Recorded data:

^^^^^^^^^^^^^^^^

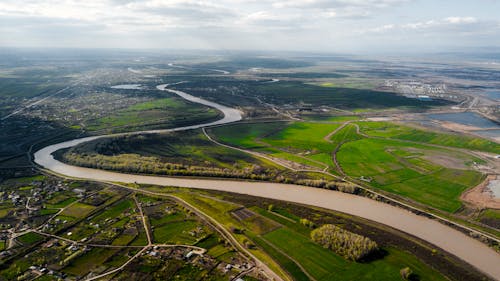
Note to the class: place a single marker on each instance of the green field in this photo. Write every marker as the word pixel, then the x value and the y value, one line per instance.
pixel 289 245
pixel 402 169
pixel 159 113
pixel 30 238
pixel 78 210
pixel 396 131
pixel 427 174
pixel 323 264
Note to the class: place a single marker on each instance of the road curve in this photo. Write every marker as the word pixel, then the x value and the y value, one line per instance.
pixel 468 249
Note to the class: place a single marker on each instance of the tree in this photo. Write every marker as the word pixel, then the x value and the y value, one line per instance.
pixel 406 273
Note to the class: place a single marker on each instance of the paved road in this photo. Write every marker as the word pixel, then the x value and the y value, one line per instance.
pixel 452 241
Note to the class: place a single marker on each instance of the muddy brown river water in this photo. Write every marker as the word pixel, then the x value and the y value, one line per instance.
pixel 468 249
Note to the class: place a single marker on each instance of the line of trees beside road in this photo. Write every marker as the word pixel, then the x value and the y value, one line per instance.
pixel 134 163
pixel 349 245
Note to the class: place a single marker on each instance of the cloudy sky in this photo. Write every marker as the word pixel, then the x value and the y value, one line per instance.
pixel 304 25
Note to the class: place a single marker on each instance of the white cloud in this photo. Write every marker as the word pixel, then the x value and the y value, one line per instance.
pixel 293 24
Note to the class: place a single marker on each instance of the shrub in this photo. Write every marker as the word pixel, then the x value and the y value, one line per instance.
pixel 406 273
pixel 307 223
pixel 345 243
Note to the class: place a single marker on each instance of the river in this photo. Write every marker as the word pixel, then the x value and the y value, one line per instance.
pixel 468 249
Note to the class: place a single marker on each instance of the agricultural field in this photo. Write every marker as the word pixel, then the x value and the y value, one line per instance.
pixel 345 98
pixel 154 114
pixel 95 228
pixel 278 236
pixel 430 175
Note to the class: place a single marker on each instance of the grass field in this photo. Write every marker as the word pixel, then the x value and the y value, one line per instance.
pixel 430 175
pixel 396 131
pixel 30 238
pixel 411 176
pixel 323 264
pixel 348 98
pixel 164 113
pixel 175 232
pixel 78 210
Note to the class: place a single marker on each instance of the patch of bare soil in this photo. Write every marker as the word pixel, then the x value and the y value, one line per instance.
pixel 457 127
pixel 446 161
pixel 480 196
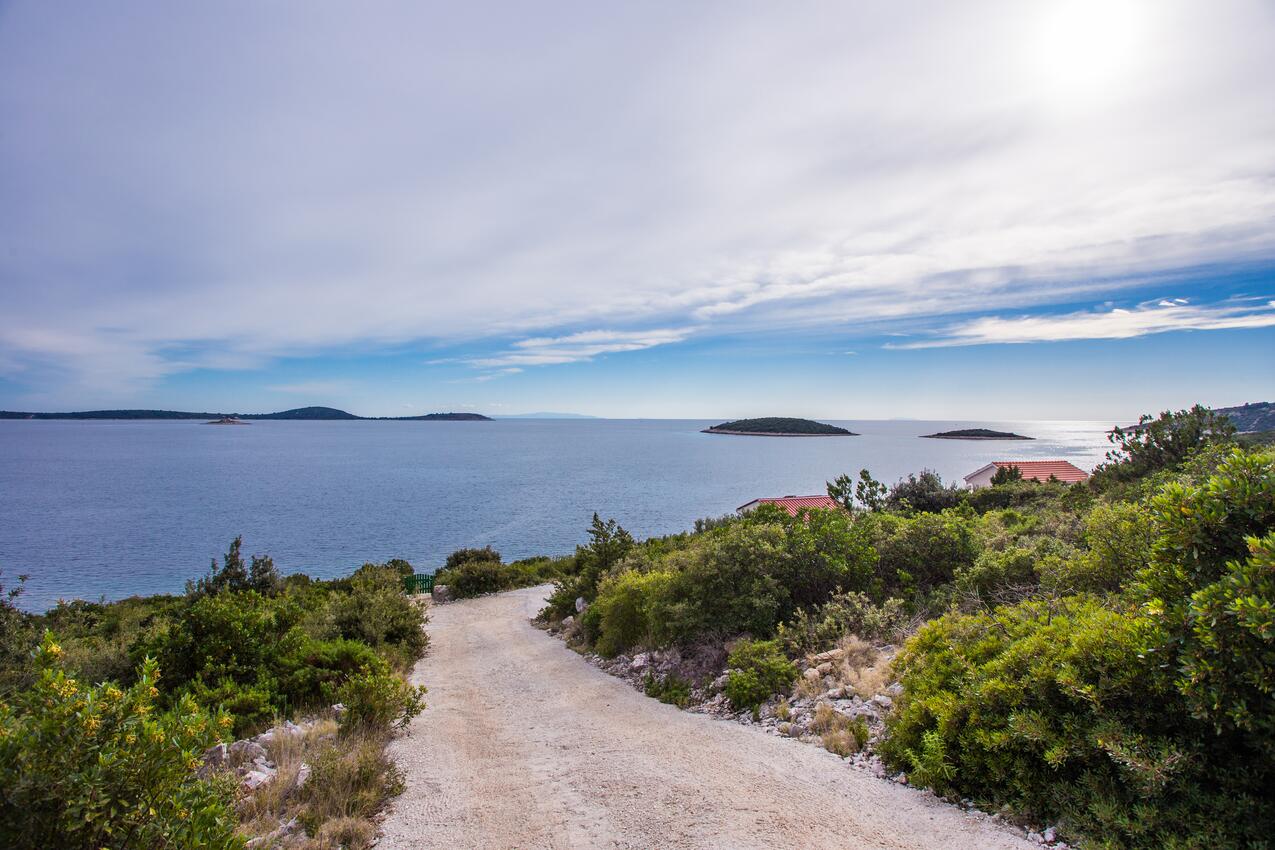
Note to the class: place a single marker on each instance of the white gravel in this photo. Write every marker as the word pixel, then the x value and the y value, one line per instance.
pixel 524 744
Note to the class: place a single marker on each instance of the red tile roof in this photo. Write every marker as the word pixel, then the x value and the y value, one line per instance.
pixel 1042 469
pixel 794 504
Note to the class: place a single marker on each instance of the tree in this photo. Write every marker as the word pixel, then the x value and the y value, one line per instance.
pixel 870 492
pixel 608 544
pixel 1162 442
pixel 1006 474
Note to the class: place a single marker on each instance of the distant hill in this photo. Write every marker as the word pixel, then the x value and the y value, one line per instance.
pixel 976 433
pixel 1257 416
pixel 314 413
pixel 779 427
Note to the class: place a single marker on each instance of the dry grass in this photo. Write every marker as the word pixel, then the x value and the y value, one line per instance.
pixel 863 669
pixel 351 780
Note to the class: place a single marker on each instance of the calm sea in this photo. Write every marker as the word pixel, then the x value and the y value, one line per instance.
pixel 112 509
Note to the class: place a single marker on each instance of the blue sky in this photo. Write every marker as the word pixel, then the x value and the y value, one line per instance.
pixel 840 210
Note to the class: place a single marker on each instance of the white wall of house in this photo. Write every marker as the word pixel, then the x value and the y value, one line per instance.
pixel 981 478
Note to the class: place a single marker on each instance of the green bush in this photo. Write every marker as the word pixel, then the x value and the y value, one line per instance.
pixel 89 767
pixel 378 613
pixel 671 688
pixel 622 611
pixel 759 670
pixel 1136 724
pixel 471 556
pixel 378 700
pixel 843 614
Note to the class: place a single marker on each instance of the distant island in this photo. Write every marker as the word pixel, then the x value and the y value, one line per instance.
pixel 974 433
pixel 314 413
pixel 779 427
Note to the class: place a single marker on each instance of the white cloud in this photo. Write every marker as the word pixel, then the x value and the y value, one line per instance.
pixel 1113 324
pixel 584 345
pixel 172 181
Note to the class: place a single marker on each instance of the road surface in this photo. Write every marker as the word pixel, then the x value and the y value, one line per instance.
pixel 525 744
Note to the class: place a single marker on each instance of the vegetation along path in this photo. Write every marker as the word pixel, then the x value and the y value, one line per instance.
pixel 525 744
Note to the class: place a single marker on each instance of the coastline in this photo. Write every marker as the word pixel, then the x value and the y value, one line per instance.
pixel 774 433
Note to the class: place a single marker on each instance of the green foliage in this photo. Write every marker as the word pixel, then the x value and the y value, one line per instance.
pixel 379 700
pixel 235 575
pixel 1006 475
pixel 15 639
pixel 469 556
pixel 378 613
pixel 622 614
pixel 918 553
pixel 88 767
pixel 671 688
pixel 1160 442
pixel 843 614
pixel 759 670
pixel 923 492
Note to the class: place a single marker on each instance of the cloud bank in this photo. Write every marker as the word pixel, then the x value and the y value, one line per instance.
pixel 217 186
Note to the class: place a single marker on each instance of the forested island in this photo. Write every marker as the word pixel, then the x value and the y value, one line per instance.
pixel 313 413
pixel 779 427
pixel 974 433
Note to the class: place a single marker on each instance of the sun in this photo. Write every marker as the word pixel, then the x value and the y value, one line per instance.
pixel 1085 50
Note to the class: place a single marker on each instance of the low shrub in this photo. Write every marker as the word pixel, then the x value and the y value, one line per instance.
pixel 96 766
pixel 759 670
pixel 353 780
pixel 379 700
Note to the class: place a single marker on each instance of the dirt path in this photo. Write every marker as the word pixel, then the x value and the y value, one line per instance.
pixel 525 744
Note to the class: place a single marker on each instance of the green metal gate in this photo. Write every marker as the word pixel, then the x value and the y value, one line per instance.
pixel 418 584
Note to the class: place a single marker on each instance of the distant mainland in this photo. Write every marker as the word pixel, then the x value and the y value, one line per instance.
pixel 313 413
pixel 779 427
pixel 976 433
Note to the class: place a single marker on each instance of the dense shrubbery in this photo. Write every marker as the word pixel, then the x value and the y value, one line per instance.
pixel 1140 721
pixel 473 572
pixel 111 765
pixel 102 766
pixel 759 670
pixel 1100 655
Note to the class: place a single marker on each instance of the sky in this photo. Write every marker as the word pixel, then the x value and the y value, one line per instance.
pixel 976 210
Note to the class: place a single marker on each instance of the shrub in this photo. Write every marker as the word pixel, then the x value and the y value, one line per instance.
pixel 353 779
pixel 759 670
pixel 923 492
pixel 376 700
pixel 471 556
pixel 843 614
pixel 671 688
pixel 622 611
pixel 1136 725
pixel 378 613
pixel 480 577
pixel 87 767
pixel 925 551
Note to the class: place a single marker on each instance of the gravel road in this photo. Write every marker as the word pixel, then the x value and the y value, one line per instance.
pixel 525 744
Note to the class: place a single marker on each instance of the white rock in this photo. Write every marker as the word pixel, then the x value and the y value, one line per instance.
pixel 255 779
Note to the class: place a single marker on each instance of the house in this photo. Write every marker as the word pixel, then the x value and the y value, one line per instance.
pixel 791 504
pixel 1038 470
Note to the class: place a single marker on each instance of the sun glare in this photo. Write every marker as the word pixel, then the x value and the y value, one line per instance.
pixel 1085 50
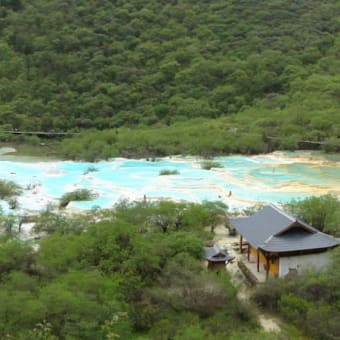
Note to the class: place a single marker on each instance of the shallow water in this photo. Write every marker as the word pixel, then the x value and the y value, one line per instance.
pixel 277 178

^^^^^^^^^^^^^^^^

EXERCISE REQUIREMENTS: Copy out each line of the data exactly as it reads; skip the pictures.

RESPONSE:
Note to the class: place a single marker on each instance of the green field in this photo. Write every marker as the word pixel, then the x value and the y value, one line per instance.
pixel 289 245
pixel 402 169
pixel 159 113
pixel 30 238
pixel 78 210
pixel 396 131
pixel 427 174
pixel 323 264
Note to the class: place a single marker on each instance of the road curve in this photo. Write every marker as the word pixel, then the x value and the y value, one line per instance.
pixel 468 249
Note to the class: place a single marker on each instance of the tree in this photo. Write every marker as the word pixel, then the x value and the y value, one line per instance.
pixel 406 273
Note to the class: place a single marker on each instance of the paved road in this photo. Write every marker as the word pixel, then the x value and the y value, one line per instance.
pixel 452 241
Note to the class: place a single marker on each instance of the muddy brown river water in this photo. Write every marker as the word pixel, then the x value and the y value, one line per instance.
pixel 468 249
Note to the class: place a single marker on each instance of the line of trees beside road in this photo. Write every marker as the word pixel, then the x value and the y value, one line per instance.
pixel 134 163
pixel 349 245
Note to the class: place a single marker on each instance of the cloudy sky in this photo. Write every marker as the word pixel, then the x value and the y value, one line per instance.
pixel 304 25
Note to the class: place a single marker on each instance of the white cloud in this photo. Write every marker as the word pixel, then the x value and the y value, one line per instance.
pixel 293 24
Note to the class: place a single marker on each instance of the shrub in this photo. Write every marker as the word pixel, then the x value and the y value, one line per instance.
pixel 406 273
pixel 307 223
pixel 345 243
Note to the class: place a single marker on each instance of the river in this photo. Write every marker as the word pixel, then the x value and the y value, one line per instance.
pixel 468 249
Note to the class: place a single marker on each instance of the agricultural field in this photo. Write every marker as the word pixel, then the x value and the y value, one line per instance.
pixel 345 98
pixel 154 114
pixel 95 228
pixel 278 236
pixel 430 175
Note to the class: place a single marker on each instance of the grass field in this photo. Write every marker as the word pixel, then the x value and the y value, one line per instance.
pixel 430 175
pixel 396 131
pixel 30 238
pixel 411 176
pixel 323 264
pixel 348 98
pixel 164 113
pixel 175 232
pixel 78 210
Note to the class: place a single marker on each instance of the patch of bare soil in this photo. Write every marker as the word pixel, then the x value and the y value, one line per instance.
pixel 457 127
pixel 446 161
pixel 480 196
Note to the class: place a single marker on each instance of the white gravel in this photo. Write every marker as the word pixel, then the x value and the y value, one line per instance.
pixel 524 744
Note to the class: place a single marker on each instance of the red tile roof in this photo. Write every marker as the word pixel, then the x value and the y value, one line per instance.
pixel 1042 469
pixel 794 504
Note to the class: place a single marker on each instance of the tree in this photo. Write every marker as the word pixel, then the x value and the y value, one line per instance.
pixel 870 492
pixel 608 544
pixel 1162 442
pixel 1006 474
Note to the class: place a single marker on each instance of the distant hill in this photo. Write every marker as the word pixel, then the x value and the y value, one line per instance.
pixel 976 433
pixel 1257 416
pixel 314 413
pixel 779 427
Note to the class: place a single marker on each instance of the dry grass in this photo. Write every marker as the word pixel, then the x value and the y value, one line per instance.
pixel 863 669
pixel 351 780
Note to the class: place a single marker on each instance of the calm sea in this photo. Write every marker as the word pixel, then the x value and the y value, one line per instance.
pixel 112 509
Note to the class: place a single marker on each instance of the blue sky in this photo. Write every marker as the word pixel, then the x value and the y value, one line per instance.
pixel 840 210
Note to the class: place a single marker on each instance of the white wall of house in this photo. Write every marker as the word pixel, then the x value and the y value, one line per instance.
pixel 981 478
Note to the class: place a single marker on each instance of the green bush in this photo. Write every marker as the word pixel, then the x value and the y value, one line per instance.
pixel 89 767
pixel 378 613
pixel 671 688
pixel 622 611
pixel 759 670
pixel 1136 724
pixel 471 556
pixel 378 700
pixel 843 614
Note to the class: place a single marker on each instance of the distant island in this photo. Write every marker as the word pixel, then the x value and the y value, one line per instance.
pixel 974 433
pixel 314 413
pixel 779 427
Note to the class: place a single marker on each instance of the white cloud in this photo. Write every marker as the word pixel, then the x value and the y value, one line per instance.
pixel 1113 324
pixel 584 345
pixel 172 181
Note to the class: place a single marker on each instance of the road surface in this photo. Write every marker as the word pixel, then the x value and the y value, one line per instance.
pixel 525 744
Note to the class: place a single marker on each instance of the vegetation along path in this photo. Write every marker as the word pixel, then the x value and the y value, one line per instance.
pixel 525 744
Note to the class: place a single marker on each instance of the coastline in this photo. Write every marker as the word pixel, then the x value and the y value, one line per instance.
pixel 774 433
Note to the class: place a single marker on each instance of the green foliage in this photo. Write every marker as the word pixel, then the x value and the y value, one line per instance.
pixel 379 700
pixel 235 575
pixel 1006 475
pixel 15 639
pixel 469 556
pixel 378 613
pixel 622 614
pixel 918 553
pixel 88 767
pixel 671 688
pixel 1160 442
pixel 843 614
pixel 759 670
pixel 923 492
Note to the class: place a single marker on each instance of the cloud bank in this photo. Write every marker as the word pixel, then the x value and the y value, one line per instance.
pixel 217 186
Note to the class: place a single marker on each instance of the forested island in this photo. Write every marker as the word pixel, then the x value and the y value, one line per instance.
pixel 313 413
pixel 779 427
pixel 974 433
Note to the class: place a single marker on each instance of the sun in this photo. Write every marker as the word pixel, then the x value and the y value, one line per instance.
pixel 1085 50
Note to the class: place a single marker on each instance of the low shrub in this photo. Write every marker as the word pixel, then the x value and the y value, one line per instance.
pixel 96 766
pixel 759 670
pixel 353 780
pixel 379 700
Note to the class: place a single marker on each instance of the dirt path in this photo. Write every marker as the word pixel, then the x value and the y value, one line per instance.
pixel 525 744
Note to the class: place a single marker on each instance of the green metal gate in this photo. Write every marker as the word pixel, then the x value and the y value, one line per instance.
pixel 418 584
Note to the class: place a single marker on each instance of the distant mainland in this photo. Write every marker as the word pixel, then the x value and the y value, one line per instance.
pixel 313 413
pixel 779 427
pixel 976 433
Note to the class: place a single marker on each instance of the dense shrubbery in this photo. Write every marker as the word pixel, then the x value and the y value, one line per instance.
pixel 1140 721
pixel 473 572
pixel 111 765
pixel 102 766
pixel 759 670
pixel 1100 655
Note to the class: place a single marker on each instance of the sky in this photo. Write every marker as the word pixel, then the x value and the y value, one line per instance.
pixel 976 210
Note to the class: place a single marker on each instance of the shrub in this photo. Write every marker as the word pixel, then the x value and the y value, one line per instance.
pixel 353 779
pixel 759 670
pixel 923 492
pixel 376 700
pixel 471 556
pixel 843 614
pixel 671 688
pixel 622 611
pixel 1136 725
pixel 378 613
pixel 480 577
pixel 87 767
pixel 925 551
Note to the class: place a single marker on each instance of the gravel road in this photo. Write every marker as the word pixel, then the x value and the y value, one line per instance.
pixel 525 744
Note to the class: place a single marker on each instance of the white rock in this photo. Write every marker as the word pixel, then the x value and the y value, one line per instance.
pixel 255 779
Note to the class: place a single marker on each instance of the house in this photo. Write every marker as the word pixel, then the x value and the y value, one line per instance.
pixel 791 504
pixel 1038 470
Note to the class: place a single marker on each instance of the sun glare in this photo. Write every marker as the word pixel, then the x value and the y value, one line per instance.
pixel 1085 50
Note to the class: place a single marker on each instance of the shallow water in this photo. Write every marker as the word pixel, then the x value and the y value, one line per instance.
pixel 277 178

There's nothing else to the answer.